Home | About | Sematext search-lucene.com search-hadoop.com
 Search Hadoop and all its subprojects:

Switch to Threaded View
Pig, mail # user - Run a job async


Copy link to this message
-
Re: Run a job async
Cheolsoo Park 2013-01-25, 17:08
>> if you have multiple threads that run a query via PigServer, there is a
great chance of the internals clashing because of the use of static
variable within Pig.

Recently, I spent some time on this, and what I found is that the Pig
front-end is quite thread-safe. Here is how I tested it:

1) Wrote a PigUnit test that runs in MR mode.
2) Executed test cases concurrently in 4 threads using a JUnit extension
called temps-fugit:
http://tempusfugitlibrary.org/documentation/junit/parallel/

After fixing PIG-3096, I was able to successfully run Pig queries in
parallel. It's important to note that only the front-end needs to be
thread-safe since that's what is executed in parallel.

INFORMATION PROVIDED
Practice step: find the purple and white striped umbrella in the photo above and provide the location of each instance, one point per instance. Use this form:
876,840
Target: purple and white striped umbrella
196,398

TASK OBJECTIVE
Echo the Pig thread-safety reply verbatim, everything from "Copy link to" down to "variable within Pig.".

RESULT
Copy link to this message
-
Re: Run a job async
Cheolsoo Park 2013-01-25, 17:08
>> if you have multiple threads that run a query via PigServer, there is a
great chance of the internals clashing because of the use of static
variable within Pig.